» **Excerpt**:

Revocation is an American technical death metal band from Boston, Massachusetts, consisting of guitarist and vocalist Dave Davidson, bassist Brett Bamberger and drummer Ash Pearson. The band has released eight studio albums, two EPs, and ten music videos since their formation.

History

Background (Cryptic Warning) (2000–2005)
In 2000, guitarist/vocalist Dave Davidson, drummer Phil Dubois-Coyne and bassist Anthony Buda, met while attending a high school in Boston, Massachusetts. Influenced by Guns N' Roses and Metallica, the trio formed Cryptic Warning. As Cryptic Warning, the band recorded its first demo in 2002 and gained an underground following in Boston, and surrounding area. A second demo, Internally Reviled, was recorded in 2004. In 2005, Cryptic Warning recorded and released an independent album, Sanity's Aberration, but was not content with the quality of the album's production. Remembering those recordings, Davidson said: "We didn't record the album with a metal guy, so we didn't get the sound we wanted. The heaviest reference in our producer's discography was The Cult. A lot of people still love that record—our old-school fans who used to show up for all of the shows—but to us, we weren't really satisfied with the production of that. We felt it was one of the mistakes we made."

First four albums (2006–2013)
In 2006, Cryptic Warning disbanded and Revocation formed with the lineup intact. Davidson commented: "I think, looking a little deeper into it, we made a lot of mistakes with Cryptic Warning. We were younger and didn't really know what we were doing, so Revocation was us starting fresh with a clean slate and revoking our past mistakes." With a direction change, Revocation promptly recorded a three-song demo titled Summon the Spawn, and in 2008 they went back into the studio to record their first full-length album, Empire of the Obscene. The full length was self-released, and the band financed its own tour, attracting the interest of several record labels. Revocation subsequently signed to Relapse Records.

» **Dataset content**:

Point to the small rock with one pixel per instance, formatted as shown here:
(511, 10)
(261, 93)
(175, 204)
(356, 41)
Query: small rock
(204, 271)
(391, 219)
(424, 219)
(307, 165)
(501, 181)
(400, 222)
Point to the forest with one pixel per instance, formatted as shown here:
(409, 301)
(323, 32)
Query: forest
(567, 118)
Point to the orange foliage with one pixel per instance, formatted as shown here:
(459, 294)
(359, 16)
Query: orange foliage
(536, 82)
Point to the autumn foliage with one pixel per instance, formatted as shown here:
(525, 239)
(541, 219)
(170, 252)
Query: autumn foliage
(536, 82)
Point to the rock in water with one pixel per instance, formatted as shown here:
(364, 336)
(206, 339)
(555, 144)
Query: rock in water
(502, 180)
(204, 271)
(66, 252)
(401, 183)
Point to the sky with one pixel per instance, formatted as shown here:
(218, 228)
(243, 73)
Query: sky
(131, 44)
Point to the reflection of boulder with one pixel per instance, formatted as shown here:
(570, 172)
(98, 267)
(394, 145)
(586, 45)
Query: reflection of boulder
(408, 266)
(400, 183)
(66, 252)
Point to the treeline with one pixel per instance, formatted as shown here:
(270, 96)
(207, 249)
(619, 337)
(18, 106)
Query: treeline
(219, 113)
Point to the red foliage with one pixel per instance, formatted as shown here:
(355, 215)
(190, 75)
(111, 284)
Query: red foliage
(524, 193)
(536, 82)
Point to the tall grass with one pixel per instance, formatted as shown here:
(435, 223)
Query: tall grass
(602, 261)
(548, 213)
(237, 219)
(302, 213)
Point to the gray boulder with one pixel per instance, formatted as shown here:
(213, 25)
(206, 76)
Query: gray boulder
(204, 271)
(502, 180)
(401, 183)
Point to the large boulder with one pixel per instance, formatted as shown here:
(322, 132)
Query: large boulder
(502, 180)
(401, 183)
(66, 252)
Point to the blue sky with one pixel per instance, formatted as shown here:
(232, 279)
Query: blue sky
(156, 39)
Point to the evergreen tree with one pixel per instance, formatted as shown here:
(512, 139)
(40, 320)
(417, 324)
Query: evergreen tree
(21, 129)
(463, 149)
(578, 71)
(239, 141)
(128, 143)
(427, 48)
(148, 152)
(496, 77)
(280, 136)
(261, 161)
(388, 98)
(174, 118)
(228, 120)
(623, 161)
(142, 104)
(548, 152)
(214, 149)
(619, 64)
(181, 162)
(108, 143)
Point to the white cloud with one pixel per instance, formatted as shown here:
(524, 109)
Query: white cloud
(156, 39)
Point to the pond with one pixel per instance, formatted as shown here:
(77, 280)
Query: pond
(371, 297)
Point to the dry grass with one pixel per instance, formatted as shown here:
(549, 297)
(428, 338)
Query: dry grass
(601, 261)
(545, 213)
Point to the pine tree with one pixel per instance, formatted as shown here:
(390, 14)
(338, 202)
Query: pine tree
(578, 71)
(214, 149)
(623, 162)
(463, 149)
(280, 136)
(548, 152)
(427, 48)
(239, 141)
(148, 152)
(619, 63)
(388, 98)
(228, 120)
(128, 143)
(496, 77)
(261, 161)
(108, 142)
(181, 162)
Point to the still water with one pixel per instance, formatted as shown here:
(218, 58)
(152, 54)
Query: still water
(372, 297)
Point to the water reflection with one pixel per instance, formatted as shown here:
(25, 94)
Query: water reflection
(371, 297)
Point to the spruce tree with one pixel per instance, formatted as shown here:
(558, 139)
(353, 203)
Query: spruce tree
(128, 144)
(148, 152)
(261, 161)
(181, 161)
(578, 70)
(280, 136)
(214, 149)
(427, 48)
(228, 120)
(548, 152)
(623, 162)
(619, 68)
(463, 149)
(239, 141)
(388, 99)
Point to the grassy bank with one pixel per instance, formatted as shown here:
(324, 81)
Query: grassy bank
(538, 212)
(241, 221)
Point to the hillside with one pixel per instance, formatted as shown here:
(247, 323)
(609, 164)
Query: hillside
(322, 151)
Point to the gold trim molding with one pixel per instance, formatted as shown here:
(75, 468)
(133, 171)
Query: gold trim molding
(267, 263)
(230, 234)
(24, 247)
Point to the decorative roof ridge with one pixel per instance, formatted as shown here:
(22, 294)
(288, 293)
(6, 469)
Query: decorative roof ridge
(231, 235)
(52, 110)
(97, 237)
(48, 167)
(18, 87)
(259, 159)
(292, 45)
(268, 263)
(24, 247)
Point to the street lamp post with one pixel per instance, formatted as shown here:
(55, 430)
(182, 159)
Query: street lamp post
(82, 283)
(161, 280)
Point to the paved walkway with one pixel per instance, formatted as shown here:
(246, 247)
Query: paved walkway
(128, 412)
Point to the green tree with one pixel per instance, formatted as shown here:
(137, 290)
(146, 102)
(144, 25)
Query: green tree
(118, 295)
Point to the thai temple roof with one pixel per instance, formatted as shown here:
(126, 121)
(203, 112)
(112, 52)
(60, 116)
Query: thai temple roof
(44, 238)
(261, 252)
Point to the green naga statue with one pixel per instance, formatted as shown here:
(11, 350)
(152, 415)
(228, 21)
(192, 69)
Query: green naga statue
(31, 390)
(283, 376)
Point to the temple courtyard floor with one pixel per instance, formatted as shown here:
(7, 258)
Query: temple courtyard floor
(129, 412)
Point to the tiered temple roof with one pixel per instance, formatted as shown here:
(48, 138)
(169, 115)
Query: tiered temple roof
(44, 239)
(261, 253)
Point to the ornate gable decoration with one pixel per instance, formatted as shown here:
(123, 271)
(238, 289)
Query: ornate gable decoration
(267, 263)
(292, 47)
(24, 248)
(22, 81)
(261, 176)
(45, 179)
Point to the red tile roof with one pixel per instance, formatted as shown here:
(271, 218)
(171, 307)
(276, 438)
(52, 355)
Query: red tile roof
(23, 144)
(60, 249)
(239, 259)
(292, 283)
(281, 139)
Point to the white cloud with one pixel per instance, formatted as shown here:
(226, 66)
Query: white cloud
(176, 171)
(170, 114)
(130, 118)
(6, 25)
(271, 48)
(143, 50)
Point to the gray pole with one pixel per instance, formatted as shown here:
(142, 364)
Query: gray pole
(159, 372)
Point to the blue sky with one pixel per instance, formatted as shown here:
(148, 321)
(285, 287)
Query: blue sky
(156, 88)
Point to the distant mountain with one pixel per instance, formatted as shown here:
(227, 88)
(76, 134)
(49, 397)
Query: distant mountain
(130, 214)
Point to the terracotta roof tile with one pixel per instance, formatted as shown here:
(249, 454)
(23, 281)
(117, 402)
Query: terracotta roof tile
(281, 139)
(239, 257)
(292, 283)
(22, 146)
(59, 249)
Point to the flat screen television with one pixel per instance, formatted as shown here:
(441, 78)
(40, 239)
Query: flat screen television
* * *
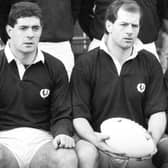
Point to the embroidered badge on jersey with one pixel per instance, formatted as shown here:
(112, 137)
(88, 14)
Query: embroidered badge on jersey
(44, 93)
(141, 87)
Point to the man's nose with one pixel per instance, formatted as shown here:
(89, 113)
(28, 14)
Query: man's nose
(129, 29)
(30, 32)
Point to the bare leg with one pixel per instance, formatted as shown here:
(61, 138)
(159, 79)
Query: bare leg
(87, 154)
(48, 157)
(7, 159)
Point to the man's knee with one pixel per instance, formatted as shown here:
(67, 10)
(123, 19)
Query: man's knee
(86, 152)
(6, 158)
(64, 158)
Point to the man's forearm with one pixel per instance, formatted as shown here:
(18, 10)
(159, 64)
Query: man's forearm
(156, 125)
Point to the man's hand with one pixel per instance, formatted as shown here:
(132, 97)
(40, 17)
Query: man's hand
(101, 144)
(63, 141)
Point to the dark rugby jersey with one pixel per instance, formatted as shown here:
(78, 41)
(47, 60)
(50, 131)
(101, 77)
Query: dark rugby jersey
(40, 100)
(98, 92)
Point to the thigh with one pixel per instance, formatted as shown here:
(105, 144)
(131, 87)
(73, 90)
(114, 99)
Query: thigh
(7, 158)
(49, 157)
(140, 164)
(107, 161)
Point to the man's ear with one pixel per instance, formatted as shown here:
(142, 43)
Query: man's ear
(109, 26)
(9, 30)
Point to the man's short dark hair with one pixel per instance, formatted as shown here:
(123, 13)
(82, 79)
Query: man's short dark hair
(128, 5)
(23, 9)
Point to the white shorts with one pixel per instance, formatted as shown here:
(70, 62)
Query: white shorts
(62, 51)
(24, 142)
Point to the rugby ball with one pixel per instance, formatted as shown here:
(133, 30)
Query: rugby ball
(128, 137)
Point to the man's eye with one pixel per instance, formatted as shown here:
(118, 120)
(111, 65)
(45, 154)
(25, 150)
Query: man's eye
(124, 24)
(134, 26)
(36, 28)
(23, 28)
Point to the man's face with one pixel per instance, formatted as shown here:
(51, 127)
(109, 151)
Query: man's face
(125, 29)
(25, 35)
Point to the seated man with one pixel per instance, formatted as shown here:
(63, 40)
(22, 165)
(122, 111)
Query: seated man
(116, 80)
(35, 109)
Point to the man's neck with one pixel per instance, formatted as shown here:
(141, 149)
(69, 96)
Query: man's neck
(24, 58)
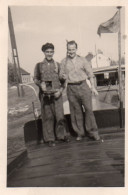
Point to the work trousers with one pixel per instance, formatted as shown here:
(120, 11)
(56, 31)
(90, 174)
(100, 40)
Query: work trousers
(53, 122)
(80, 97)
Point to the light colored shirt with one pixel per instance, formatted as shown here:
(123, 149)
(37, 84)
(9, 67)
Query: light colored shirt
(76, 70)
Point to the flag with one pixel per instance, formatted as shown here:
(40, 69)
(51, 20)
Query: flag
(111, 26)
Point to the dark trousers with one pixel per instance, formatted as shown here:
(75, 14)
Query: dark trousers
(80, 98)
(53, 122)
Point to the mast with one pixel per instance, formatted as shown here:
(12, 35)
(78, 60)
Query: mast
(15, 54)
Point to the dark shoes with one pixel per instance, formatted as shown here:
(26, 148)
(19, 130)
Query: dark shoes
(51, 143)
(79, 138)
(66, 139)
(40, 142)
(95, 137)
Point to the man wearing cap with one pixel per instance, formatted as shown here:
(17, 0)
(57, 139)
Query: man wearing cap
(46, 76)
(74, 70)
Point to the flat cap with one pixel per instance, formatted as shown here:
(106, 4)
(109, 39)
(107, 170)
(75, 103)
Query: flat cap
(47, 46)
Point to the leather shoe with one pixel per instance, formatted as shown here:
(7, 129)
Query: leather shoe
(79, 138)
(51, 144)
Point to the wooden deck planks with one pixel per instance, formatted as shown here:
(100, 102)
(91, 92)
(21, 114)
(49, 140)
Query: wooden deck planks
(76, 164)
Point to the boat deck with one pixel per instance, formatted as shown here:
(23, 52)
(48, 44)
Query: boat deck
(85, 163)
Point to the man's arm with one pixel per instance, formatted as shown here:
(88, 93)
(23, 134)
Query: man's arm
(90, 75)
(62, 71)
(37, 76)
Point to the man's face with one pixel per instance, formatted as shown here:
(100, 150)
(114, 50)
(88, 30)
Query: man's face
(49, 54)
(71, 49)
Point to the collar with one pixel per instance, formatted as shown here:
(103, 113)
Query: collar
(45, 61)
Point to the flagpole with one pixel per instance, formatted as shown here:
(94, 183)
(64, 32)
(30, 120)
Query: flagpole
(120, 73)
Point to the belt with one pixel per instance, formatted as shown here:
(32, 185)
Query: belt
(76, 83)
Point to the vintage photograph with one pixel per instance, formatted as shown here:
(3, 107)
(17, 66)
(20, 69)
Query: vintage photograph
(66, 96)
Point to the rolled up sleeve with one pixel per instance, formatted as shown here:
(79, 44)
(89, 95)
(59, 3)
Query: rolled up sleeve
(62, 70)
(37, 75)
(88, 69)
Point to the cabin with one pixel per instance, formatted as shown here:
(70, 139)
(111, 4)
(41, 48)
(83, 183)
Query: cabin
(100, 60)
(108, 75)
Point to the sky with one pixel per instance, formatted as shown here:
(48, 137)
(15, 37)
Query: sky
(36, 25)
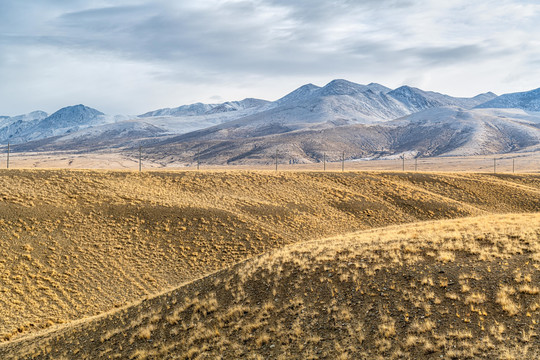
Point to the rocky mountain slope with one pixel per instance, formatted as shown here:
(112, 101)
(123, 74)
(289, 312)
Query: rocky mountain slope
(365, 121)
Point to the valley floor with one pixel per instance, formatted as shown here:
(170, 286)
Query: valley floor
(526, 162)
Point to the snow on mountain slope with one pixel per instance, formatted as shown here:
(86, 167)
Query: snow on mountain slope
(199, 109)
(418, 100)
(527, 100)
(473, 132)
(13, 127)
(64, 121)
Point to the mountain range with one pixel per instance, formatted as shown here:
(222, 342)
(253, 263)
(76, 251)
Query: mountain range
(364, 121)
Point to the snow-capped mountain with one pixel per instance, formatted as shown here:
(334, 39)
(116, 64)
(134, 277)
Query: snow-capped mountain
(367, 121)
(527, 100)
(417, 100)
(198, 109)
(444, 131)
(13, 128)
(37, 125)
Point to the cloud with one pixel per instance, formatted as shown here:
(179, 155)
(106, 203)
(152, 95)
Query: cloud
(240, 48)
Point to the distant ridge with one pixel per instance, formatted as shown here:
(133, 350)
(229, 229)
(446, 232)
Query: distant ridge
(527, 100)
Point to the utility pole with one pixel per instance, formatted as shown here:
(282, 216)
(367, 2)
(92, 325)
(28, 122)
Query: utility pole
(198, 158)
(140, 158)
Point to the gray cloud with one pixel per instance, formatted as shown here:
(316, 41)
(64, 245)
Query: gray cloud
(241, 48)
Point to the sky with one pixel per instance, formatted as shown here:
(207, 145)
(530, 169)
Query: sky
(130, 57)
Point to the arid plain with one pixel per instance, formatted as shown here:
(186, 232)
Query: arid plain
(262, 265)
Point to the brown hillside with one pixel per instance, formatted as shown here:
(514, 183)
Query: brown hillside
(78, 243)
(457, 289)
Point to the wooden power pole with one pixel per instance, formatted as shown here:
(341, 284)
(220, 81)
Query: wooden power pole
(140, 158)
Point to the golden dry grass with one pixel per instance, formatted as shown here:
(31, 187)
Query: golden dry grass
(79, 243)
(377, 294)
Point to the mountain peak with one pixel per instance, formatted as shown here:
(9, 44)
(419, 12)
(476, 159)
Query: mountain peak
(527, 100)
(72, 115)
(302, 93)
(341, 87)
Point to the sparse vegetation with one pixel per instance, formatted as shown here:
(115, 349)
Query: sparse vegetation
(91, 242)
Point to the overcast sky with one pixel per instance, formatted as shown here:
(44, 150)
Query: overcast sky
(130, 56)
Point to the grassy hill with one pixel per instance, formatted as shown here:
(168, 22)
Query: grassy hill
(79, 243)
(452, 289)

» **What to work on**:
1. Answer these from the passage on Revocation:
(a) Which two bands influenced the trio that formed Cryptic Warning?
(b) What was the title of the second demo, recorded in 2004?
(c) Which record label did Revocation sign to?
2. Extend the passage on Revocation, picking up right after its final sentence.
The rows aren't needed for anything here.

» **Results for the exercise**:
1.
(a) Guns N' Roses and Metallica
(b) Internally Reviled
(c) Relapse Records

2.
The band did a number of regional shows before recording their second full-length album, Existence Is Futile, released on September 29, 2009. The album was described by Allmusic as "one of the best pure metal albums of 2009", while Spin magazine named Revocation as one of the ten artists to watch in 2010. In October 2009, the band performed for the Relapse showcase at CMJ Music Marathon.
On August 16, 2011, the band released their third full-length album, Chaos of Forms. Their fourth full-length studio release, self-titled Revocation, was released on August 5, 2013.

Deathless and Great Is Our Sin (2014–2016)
In early April 2014, it was announced that Revocation had signed with Metal Blade Records and that the recording of a new album had begun. The band's fifth full-length Deathless, was released on October 14, 2014.  Revocation embarked on a fall tour in the U.S. with Crowbar, Havok, Fit For An Autopsy, and Armed for Apocalypse. Following the fall tour, they trekked across Europe with Cannibal Corpse and Aeon.

In June 2015, drummer Phil Dubois-Coyne announced that he was leaving the band. He was replaced by Ash Pearson, the former drummer of 3 Inches of Blood.

In September 2015, the band announced that Empire of the Obscene was to be re-issued on November 13, 2015 via Metal Blade Records. Remixed and remastered, the album included bonus tracks from their 2006 EP, Summon the Spawn.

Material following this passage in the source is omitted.